*Исходный отрывок*.
Унизительный факт заключается в том, что, несмотря на нашу алчную жажду новизны, мы вынуждены, если мы искренни, признать, что «les anciens ont tout dit» (древние все сказали), и что вполне вероятно, что противоборствующие школы мысли всегда занимали те же относительные позиции, что и сейчас: оптимизм, сверкающий в первых рядах как заслуженно популярный фаворит; пессимизм, говорящий тихим, настойчивым голосом тем, кто, к несчастью для себя, имеет досуг и интеллект, чтобы прислушаться. Шопенгауэр ненавидел евреев всем сердцем за то, что они были такими упрямыми оптимистами, и это правда, что их летописи свидетельствуют о том, как сильно они цеплялись за удовольствия и выгоды мира. Но их самые благородные и ясные голоса, Исаия, Иеремия, Иезекииль, говорят на другом языке; и Соломон, который, надо признать, обладал более широким опытом, чем большинство людей, выносит безрадостный вердикт суеты и томления духа для «всего, что делается под солнцем». Египтяне, главным образом благодаря своей нежной заботе о своих гробницах, заняли в истории место народа, влюбленного скорее в смерть, чем в жизнь; и из туманных цветников Будды веками собирали болиголов и паслен, которые украшают погребальные венки литературы.

*Задания*.
(1) Ответьте по рассуждению о пессимизме, каждый ответ с новой строки:
(a) Кого Шопенгауэр ненавидел и за что?
(b) Какой вердикт выносит Соломон?
(c) Благодаря чему египтяне заняли свое место в истории?
(2) Согласуются ли эти утверждения с рассуждением о пессимизме? На каждое ответьте «да» или «нет» и приведите решающие слова отрывка дословно.
(a) Тихим, настойчивым голосом говорит оптимизм.
(b) Исаия, Иеремия и Иезекииль названы самыми благородными и ясными голосами евреев.
(c) Египтяне представлены как народ, влюбленный в жизнь больше, чем в смерть.
(3) Напишите продолжение рассуждения о пессимизме, начав сразу после его последнего предложения.
Записи ниже — отдельный материал, к отрывку не относящийся.

*Предоставленные данные*.
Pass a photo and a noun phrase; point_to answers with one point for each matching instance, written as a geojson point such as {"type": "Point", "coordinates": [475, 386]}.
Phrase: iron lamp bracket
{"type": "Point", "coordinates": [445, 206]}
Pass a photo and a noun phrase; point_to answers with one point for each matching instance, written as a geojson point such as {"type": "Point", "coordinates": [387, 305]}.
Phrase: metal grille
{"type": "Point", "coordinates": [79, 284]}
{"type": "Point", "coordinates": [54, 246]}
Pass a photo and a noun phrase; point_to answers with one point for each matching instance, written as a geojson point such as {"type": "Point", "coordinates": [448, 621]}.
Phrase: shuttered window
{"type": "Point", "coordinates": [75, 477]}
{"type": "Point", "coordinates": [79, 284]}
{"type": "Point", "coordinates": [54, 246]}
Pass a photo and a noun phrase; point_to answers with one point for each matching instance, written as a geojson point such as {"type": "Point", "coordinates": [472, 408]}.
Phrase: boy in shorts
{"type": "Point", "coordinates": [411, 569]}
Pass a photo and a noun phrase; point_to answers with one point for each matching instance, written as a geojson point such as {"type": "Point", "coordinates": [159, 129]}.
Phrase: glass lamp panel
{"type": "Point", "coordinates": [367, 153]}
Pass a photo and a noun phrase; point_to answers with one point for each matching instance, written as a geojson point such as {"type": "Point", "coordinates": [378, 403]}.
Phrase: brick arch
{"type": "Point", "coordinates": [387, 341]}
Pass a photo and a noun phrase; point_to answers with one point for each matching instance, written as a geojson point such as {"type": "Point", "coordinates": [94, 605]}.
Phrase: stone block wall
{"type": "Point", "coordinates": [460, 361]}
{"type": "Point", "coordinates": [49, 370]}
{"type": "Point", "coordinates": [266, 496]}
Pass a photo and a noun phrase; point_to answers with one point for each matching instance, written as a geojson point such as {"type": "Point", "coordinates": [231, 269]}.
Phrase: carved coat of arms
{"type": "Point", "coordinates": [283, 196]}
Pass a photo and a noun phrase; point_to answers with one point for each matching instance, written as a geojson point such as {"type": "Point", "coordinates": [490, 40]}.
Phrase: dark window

*Ответы по заданиям*.
(1)
(a) Евреев, за то, что они были такими упрямыми оптимистами.
(b) Вердикт суеты и томления духа для «всего, что делается под солнцем».
(c) Главным образом благодаря своей нежной заботе о своих гробницах.

(2)
(a) Нет: «пессимизм, говорящий тихим, настойчивым голосом».
(b) Да: «Но их самые благородные и ясные голоса, Исаия, Иеремия, Иезекииль, говорят на другом языке».
(c) Нет: «влюбленного скорее в смерть, чем в жизнь».

(3)
Но греки, беззаботные и веселые греки, которые, как справедливо заметил мистер Арнольд, никогда не должны были быть ни больными, ни опечаленными, — к ним, по крайней мере, мы можем обратиться за той здоровой радостью, тем разумным наслаждением самим существованием, которое мы каким-то образом упустили из наших ослабевших рук. Было ли это потому, что этот мир давал ему так много, такое редкое совершенство во всех материальных вещах, или потому, что его собственное представление о мире грядущем обещало ему так чрезвычайно мало — по одной или обеим этим причинам средний грек предпочитал упорно цепляться за то благо, которое у него было, за холмы, море и солнечный свет, нежели чем
“Move among shadows, a shadow, and wail by impassable streams;”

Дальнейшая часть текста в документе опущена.